» PROBLEM TO WORK ON: Skip the pictures and write out, word for word, the lines below from the one with "Target: fog light" through the one with "like x=865 y=357.", inclusive.

» Data records:

++++++++

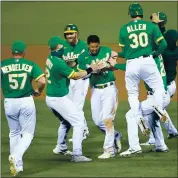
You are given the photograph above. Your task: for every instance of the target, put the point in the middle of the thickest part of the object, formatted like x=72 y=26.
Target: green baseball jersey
x=58 y=74
x=102 y=77
x=160 y=65
x=137 y=38
x=17 y=76
x=170 y=55
x=72 y=53
x=170 y=63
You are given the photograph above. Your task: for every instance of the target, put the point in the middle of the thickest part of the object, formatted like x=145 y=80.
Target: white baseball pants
x=21 y=117
x=103 y=107
x=67 y=109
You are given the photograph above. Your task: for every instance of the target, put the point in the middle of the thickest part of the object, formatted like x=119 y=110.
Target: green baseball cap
x=18 y=47
x=54 y=42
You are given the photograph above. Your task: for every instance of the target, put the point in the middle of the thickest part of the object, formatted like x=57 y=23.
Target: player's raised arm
x=39 y=77
x=159 y=39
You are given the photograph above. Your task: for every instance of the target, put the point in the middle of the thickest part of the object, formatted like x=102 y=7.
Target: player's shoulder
x=105 y=48
x=82 y=42
x=6 y=61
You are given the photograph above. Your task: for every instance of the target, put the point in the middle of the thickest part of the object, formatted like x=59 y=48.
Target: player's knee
x=14 y=133
x=28 y=135
x=108 y=123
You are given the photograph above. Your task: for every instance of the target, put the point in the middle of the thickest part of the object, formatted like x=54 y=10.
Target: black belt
x=104 y=85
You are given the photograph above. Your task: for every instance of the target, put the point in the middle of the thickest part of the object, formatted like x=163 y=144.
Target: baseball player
x=160 y=18
x=58 y=75
x=152 y=120
x=136 y=39
x=73 y=47
x=17 y=74
x=104 y=95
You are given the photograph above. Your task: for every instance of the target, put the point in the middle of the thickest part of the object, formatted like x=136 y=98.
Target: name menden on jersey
x=16 y=67
x=136 y=27
x=71 y=56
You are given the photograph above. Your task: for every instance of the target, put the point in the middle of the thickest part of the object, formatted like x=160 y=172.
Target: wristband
x=89 y=70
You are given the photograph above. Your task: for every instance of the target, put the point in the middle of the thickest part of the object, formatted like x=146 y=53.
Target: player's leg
x=155 y=127
x=132 y=79
x=147 y=108
x=109 y=102
x=150 y=74
x=171 y=88
x=79 y=91
x=75 y=118
x=12 y=112
x=170 y=128
x=61 y=147
x=27 y=119
x=97 y=114
x=132 y=131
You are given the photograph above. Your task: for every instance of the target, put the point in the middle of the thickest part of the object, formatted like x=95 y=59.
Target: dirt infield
x=38 y=54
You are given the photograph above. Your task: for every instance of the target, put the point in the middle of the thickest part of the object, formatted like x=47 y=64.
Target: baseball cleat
x=160 y=149
x=130 y=152
x=117 y=142
x=59 y=151
x=161 y=114
x=80 y=159
x=13 y=166
x=172 y=136
x=86 y=133
x=147 y=144
x=144 y=129
x=106 y=155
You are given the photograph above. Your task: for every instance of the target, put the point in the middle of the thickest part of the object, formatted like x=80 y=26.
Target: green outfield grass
x=36 y=22
x=39 y=161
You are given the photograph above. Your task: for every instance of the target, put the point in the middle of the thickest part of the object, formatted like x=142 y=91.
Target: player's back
x=16 y=77
x=72 y=52
x=138 y=37
x=56 y=73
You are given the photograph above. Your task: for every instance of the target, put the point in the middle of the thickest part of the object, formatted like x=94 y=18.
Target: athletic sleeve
x=37 y=73
x=64 y=69
x=120 y=66
x=157 y=35
x=82 y=62
x=121 y=38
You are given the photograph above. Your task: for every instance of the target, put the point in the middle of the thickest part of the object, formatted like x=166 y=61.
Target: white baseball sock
x=23 y=145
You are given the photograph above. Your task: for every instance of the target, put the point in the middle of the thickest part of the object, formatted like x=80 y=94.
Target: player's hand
x=36 y=93
x=112 y=61
x=94 y=67
x=114 y=55
x=155 y=18
x=102 y=64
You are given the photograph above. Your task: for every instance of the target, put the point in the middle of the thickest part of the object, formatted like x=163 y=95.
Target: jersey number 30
x=14 y=83
x=139 y=40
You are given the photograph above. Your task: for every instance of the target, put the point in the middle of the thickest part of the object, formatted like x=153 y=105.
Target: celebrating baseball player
x=73 y=47
x=58 y=75
x=152 y=119
x=104 y=94
x=136 y=39
x=160 y=18
x=17 y=74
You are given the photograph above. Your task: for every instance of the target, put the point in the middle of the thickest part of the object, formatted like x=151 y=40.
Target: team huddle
x=72 y=65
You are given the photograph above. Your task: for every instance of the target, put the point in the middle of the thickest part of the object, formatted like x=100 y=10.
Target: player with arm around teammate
x=104 y=95
x=167 y=70
x=151 y=118
x=58 y=75
x=136 y=39
x=17 y=74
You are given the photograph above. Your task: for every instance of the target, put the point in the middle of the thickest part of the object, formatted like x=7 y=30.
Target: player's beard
x=72 y=39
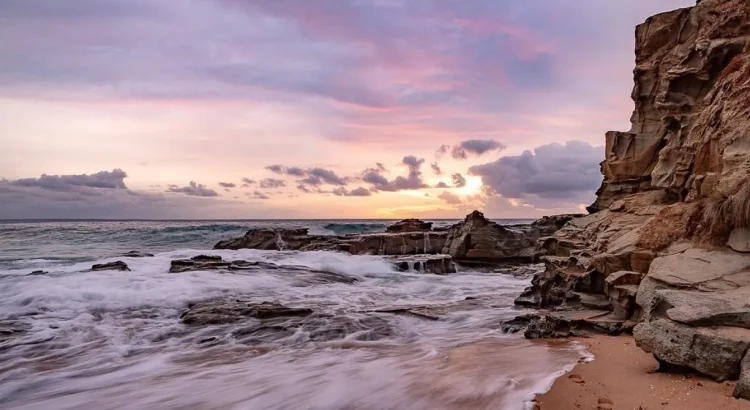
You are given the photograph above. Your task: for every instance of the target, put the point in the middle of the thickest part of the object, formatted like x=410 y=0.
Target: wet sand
x=622 y=377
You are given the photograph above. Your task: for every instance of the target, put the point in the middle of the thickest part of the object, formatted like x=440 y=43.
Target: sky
x=273 y=109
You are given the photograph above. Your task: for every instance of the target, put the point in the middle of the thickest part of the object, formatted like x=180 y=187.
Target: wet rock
x=206 y=258
x=423 y=312
x=548 y=225
x=562 y=324
x=198 y=263
x=410 y=225
x=474 y=239
x=408 y=243
x=477 y=238
x=437 y=265
x=621 y=288
x=138 y=254
x=117 y=265
x=694 y=269
x=10 y=330
x=229 y=311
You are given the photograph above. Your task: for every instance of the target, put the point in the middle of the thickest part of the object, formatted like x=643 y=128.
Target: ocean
x=73 y=338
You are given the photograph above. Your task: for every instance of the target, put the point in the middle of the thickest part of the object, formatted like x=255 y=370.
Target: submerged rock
x=229 y=311
x=118 y=265
x=437 y=265
x=742 y=388
x=138 y=254
x=562 y=324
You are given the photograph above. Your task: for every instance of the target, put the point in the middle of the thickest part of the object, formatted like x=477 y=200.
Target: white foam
x=114 y=340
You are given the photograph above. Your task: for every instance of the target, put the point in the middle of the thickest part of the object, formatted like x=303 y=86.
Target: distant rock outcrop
x=475 y=239
x=410 y=225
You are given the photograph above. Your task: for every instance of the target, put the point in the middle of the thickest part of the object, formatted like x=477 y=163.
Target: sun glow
x=473 y=186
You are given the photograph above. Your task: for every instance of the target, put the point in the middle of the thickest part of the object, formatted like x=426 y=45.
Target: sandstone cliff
x=666 y=243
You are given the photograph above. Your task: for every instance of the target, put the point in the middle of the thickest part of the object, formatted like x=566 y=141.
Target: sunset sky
x=310 y=108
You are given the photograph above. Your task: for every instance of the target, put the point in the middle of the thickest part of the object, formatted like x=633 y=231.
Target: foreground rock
x=118 y=265
x=240 y=321
x=479 y=239
x=666 y=242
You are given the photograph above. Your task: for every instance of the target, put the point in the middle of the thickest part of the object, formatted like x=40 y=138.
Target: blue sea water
x=73 y=338
x=38 y=244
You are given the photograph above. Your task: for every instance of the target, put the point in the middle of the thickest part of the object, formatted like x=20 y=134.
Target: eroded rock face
x=410 y=225
x=138 y=254
x=474 y=239
x=407 y=243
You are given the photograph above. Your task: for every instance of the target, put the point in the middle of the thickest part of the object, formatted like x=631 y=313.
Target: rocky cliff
x=666 y=243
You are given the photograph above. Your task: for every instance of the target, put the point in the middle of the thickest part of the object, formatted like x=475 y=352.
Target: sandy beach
x=622 y=377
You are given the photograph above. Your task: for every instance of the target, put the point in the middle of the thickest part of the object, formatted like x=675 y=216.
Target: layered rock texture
x=666 y=243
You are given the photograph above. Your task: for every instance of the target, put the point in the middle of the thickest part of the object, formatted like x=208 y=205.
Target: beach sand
x=622 y=377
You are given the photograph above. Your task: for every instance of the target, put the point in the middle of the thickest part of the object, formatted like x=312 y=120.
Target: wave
x=349 y=229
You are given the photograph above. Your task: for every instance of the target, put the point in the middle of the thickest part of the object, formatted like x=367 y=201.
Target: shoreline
x=622 y=376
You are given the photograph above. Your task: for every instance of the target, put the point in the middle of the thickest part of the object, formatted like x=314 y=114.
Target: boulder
x=409 y=225
x=548 y=225
x=138 y=254
x=742 y=388
x=437 y=264
x=117 y=265
x=714 y=351
x=695 y=269
x=562 y=324
x=621 y=288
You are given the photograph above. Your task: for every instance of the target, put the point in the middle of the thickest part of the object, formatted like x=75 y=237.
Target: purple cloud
x=194 y=189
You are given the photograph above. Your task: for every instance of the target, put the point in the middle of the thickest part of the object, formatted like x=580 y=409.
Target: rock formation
x=476 y=239
x=410 y=225
x=665 y=244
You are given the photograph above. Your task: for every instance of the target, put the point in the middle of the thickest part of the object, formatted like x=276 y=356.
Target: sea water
x=114 y=340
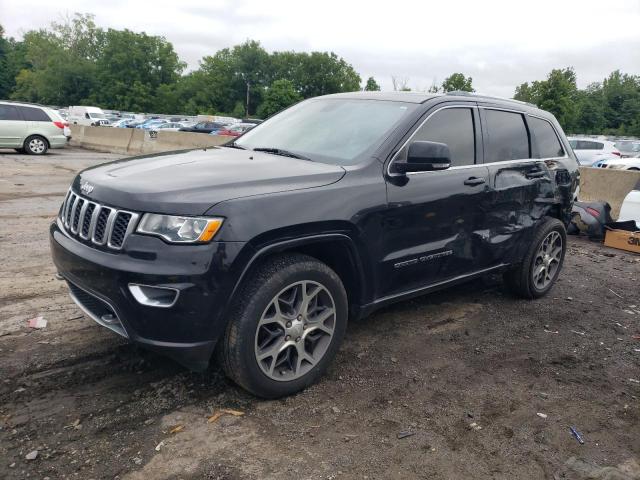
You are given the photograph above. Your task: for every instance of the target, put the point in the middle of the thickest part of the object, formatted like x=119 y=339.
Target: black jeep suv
x=261 y=249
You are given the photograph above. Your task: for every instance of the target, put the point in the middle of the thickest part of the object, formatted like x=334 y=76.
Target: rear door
x=520 y=184
x=432 y=216
x=13 y=128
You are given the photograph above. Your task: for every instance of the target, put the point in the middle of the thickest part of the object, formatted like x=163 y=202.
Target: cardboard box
x=623 y=240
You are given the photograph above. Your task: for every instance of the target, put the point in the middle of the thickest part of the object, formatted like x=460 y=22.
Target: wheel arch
x=336 y=250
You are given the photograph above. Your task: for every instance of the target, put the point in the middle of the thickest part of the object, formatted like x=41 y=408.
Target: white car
x=589 y=150
x=168 y=127
x=629 y=163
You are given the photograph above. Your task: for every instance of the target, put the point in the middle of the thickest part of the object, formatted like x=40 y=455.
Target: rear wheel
x=286 y=326
x=36 y=145
x=536 y=275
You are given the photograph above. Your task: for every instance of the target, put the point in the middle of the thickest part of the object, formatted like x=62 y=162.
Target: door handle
x=471 y=181
x=535 y=174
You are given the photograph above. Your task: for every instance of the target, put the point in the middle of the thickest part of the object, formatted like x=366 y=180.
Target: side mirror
x=425 y=157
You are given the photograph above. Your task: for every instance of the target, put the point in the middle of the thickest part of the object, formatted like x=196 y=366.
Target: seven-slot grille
x=96 y=223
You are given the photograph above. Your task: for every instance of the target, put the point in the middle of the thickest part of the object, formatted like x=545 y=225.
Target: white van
x=92 y=116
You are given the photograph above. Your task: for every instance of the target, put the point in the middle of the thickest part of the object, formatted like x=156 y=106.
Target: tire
x=252 y=331
x=524 y=280
x=36 y=145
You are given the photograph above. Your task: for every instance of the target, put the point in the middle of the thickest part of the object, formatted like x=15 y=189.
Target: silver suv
x=30 y=128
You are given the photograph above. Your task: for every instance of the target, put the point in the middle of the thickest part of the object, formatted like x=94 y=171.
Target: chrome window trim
x=395 y=156
x=477 y=107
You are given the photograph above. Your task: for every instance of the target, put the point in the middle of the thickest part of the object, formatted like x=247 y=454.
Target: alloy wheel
x=36 y=145
x=547 y=260
x=295 y=330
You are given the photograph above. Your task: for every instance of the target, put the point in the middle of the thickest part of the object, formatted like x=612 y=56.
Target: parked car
x=627 y=163
x=333 y=208
x=91 y=116
x=234 y=130
x=152 y=123
x=203 y=127
x=628 y=148
x=589 y=151
x=31 y=128
x=167 y=127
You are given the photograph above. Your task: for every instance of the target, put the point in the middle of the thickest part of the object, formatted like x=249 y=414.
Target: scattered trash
x=616 y=294
x=577 y=435
x=31 y=455
x=225 y=411
x=37 y=322
x=176 y=429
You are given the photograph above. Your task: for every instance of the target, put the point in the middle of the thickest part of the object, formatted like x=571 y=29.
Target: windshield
x=328 y=130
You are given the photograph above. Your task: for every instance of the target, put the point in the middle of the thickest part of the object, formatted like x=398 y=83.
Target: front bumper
x=204 y=276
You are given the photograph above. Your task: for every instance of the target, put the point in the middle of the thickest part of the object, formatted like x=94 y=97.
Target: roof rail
x=472 y=94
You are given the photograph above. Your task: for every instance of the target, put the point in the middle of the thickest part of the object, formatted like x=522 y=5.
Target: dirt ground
x=484 y=385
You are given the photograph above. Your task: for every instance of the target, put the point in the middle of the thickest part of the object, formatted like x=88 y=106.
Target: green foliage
x=372 y=85
x=280 y=95
x=611 y=107
x=457 y=82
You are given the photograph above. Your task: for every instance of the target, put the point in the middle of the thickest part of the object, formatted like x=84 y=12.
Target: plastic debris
x=176 y=429
x=576 y=434
x=224 y=411
x=37 y=322
x=31 y=455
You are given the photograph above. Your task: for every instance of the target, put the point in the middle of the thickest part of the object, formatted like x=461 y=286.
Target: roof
x=421 y=97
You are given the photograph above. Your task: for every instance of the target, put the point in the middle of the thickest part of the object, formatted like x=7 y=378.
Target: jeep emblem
x=86 y=188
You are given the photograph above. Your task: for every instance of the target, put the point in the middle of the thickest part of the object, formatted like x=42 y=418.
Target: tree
x=457 y=82
x=280 y=95
x=372 y=85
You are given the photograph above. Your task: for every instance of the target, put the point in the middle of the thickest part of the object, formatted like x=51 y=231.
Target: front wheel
x=36 y=145
x=534 y=277
x=286 y=326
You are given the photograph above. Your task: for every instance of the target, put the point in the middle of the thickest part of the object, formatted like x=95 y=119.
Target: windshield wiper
x=281 y=152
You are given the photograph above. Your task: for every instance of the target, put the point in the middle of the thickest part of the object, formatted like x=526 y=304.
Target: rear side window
x=9 y=112
x=453 y=126
x=547 y=141
x=33 y=114
x=507 y=136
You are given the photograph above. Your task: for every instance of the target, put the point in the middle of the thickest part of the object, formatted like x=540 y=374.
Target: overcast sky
x=499 y=43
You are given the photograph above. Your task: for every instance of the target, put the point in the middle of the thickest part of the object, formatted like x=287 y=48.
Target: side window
x=507 y=136
x=33 y=114
x=9 y=112
x=546 y=139
x=453 y=126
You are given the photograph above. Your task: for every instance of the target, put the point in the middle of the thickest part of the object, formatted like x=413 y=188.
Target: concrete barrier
x=133 y=141
x=605 y=184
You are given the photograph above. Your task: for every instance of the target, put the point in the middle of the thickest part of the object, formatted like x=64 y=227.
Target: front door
x=12 y=128
x=430 y=225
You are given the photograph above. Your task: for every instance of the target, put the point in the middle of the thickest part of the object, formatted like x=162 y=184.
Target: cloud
x=499 y=43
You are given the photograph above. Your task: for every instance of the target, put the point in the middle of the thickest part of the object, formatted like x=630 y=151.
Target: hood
x=191 y=182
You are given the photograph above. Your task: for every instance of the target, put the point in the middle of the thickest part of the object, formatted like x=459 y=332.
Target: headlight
x=180 y=229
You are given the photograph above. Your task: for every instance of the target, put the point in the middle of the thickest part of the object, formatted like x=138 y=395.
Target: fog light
x=162 y=297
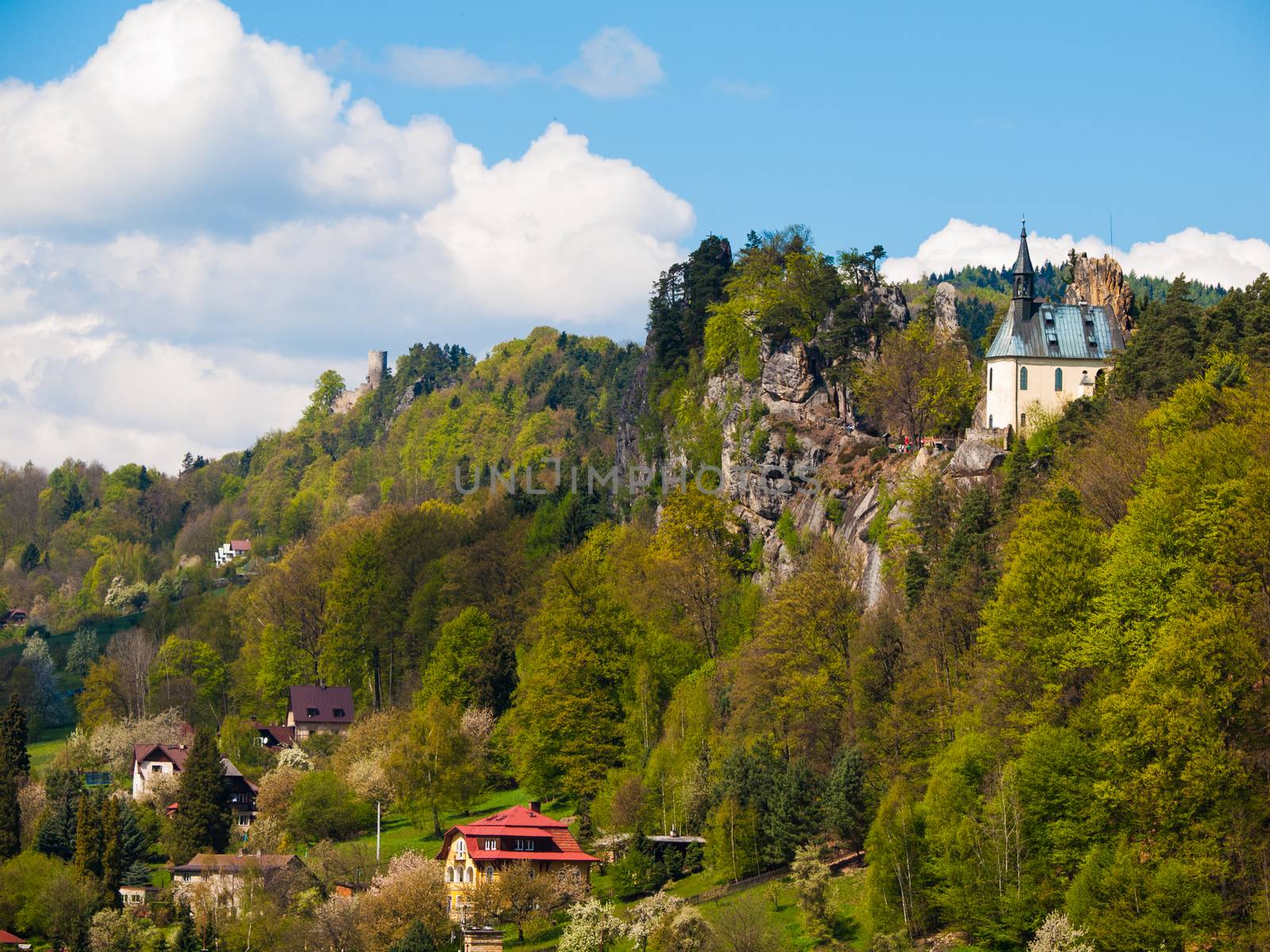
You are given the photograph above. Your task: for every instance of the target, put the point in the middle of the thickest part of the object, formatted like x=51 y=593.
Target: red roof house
x=314 y=708
x=482 y=850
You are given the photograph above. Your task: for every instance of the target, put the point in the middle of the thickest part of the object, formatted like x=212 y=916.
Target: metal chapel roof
x=1064 y=332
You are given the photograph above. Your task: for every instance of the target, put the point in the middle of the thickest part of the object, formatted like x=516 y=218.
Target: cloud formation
x=198 y=221
x=1212 y=258
x=613 y=63
x=450 y=69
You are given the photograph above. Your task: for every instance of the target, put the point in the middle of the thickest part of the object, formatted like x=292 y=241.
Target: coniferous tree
x=10 y=816
x=112 y=847
x=13 y=738
x=187 y=939
x=88 y=837
x=63 y=795
x=202 y=814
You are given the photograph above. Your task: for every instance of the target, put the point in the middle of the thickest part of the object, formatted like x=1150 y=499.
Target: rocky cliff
x=1100 y=282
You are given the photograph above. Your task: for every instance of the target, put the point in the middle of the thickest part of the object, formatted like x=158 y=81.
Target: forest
x=1049 y=731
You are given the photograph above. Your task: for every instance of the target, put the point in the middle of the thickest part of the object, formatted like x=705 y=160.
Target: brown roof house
x=220 y=879
x=152 y=762
x=313 y=708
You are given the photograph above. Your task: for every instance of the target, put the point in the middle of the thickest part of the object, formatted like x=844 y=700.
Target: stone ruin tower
x=376 y=367
x=376 y=370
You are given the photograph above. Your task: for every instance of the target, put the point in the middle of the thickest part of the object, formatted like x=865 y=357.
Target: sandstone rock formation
x=1100 y=282
x=976 y=457
x=787 y=372
x=945 y=310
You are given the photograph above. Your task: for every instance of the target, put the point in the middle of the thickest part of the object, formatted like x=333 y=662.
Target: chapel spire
x=1024 y=273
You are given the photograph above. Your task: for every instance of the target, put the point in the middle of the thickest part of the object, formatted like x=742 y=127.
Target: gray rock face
x=945 y=310
x=787 y=372
x=976 y=459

++++++++

» RESPONSE BOX:
Target: fog light
x=162 y=297
You are given the photograph above. Your task: for every instance of the target, put the point in the middle of the thickest part of the object, formatted like x=51 y=593.
Target: red roof house
x=314 y=708
x=482 y=850
You are given the photograph above. Your task: for every instance of the target, put the point in the middle of the thickest part of the object, formatted like x=212 y=916.
Target: metal chapel roof
x=1064 y=332
You are given the photograph above. Your task: for every instance of the target, put the point in the middle of the thickest part of the object, formatted like x=516 y=218.
Target: cloud formation
x=198 y=221
x=1212 y=258
x=613 y=63
x=450 y=69
You are given the photograph above. Your task: for every instance of the target, put the point in the middle of the thickest part of the object, formatted like x=292 y=241.
Target: coniferous tree
x=10 y=816
x=112 y=847
x=13 y=738
x=187 y=939
x=88 y=837
x=63 y=795
x=202 y=814
You are given the photograph above. Your task: for every instance of the target, put the point in the middle of the thickest part of the object, formatted like x=1150 y=499.
Target: rocky cliff
x=1100 y=282
You are given the photograph above. Your task: for every instance of the target, put the point in the middle of the thickest part of the object, formatted like x=158 y=81.
Target: forest
x=1049 y=731
You are given the photograph above. Your task: for every instance of the target, put the point in the middle of the thickest part of the object, formatted like x=705 y=160.
Target: brown roof house
x=220 y=879
x=152 y=762
x=313 y=708
You are given the photograph above. Your task: for every instance of the target, put the point in the middle of the thickest part of the object, formatted like x=844 y=700.
Target: stone ruin tower
x=376 y=367
x=376 y=370
You are given the photograph above. Your task: for every instance of the target, put the point in the middle of the thickest part of the object, formatted like x=865 y=357.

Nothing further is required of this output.